* **What you need to do**
Identify and copy every line of the records below that contains the string "truck". Matching is case-sensitive.

BEGIN Task material

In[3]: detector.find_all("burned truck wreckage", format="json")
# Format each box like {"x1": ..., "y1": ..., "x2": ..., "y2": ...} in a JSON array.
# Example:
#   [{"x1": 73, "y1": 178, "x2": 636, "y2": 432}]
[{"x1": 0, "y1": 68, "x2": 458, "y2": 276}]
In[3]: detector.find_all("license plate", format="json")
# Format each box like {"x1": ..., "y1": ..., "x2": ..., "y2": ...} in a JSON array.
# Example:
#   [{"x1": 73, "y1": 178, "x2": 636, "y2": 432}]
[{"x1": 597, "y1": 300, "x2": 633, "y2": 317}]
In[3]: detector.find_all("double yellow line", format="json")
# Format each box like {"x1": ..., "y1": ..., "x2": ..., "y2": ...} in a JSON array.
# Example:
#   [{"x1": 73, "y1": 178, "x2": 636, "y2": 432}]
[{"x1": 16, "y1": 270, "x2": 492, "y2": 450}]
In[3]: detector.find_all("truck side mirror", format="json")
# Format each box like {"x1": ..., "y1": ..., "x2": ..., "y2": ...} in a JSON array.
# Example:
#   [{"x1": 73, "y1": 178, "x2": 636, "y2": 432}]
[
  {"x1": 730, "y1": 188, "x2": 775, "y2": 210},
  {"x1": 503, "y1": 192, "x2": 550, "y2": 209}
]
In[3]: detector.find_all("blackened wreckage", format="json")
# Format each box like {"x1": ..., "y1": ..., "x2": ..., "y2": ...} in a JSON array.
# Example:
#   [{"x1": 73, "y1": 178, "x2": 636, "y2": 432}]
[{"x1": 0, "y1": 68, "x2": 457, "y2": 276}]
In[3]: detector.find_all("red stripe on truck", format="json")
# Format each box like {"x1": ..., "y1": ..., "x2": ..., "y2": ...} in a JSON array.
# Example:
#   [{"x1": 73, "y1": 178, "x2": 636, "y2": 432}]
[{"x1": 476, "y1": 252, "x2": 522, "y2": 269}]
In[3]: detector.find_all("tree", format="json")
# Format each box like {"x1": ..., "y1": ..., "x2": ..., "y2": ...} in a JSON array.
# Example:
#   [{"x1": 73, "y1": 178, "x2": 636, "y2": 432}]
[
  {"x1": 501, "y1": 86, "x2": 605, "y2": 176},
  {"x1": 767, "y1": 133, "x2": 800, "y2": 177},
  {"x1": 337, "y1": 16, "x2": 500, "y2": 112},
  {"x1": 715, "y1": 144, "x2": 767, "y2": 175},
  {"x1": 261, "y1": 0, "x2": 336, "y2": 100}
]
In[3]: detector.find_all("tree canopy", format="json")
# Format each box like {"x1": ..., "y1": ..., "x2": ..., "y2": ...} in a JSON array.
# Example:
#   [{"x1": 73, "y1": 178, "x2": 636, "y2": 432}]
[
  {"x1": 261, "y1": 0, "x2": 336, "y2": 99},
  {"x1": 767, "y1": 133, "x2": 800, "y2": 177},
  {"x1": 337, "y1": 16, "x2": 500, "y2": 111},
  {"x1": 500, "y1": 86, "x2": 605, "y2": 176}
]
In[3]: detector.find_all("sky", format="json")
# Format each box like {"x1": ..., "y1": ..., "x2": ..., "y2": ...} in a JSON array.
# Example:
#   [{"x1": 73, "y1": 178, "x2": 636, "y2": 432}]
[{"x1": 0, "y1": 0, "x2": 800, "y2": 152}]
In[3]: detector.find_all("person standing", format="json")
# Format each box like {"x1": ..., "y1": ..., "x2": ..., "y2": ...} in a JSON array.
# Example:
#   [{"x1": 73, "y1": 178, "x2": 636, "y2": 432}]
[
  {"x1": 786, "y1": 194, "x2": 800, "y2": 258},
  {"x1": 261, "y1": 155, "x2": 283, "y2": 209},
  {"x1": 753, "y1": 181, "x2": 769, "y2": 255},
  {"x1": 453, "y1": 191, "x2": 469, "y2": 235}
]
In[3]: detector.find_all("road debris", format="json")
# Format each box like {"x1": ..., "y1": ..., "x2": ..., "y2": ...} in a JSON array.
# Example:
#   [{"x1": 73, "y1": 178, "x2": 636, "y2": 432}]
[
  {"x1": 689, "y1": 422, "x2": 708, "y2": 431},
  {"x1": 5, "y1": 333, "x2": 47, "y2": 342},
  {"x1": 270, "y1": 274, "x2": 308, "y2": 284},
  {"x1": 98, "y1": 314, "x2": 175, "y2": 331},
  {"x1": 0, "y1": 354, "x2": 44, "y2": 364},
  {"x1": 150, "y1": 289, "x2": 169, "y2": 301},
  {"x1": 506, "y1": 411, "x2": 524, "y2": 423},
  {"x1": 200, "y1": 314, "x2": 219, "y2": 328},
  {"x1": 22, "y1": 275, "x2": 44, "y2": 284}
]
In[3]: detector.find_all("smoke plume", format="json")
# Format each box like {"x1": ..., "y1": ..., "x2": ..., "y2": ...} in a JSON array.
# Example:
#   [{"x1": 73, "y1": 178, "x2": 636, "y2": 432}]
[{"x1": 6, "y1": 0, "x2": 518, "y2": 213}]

END Task material

* **Solution below**
In[3]: detector.find_all("burned truck wreckage", format="json")
In[3]: detector.find_all("truck side mirror", format="json")
In[3]: detector.find_all("red stripe on truck", format="json")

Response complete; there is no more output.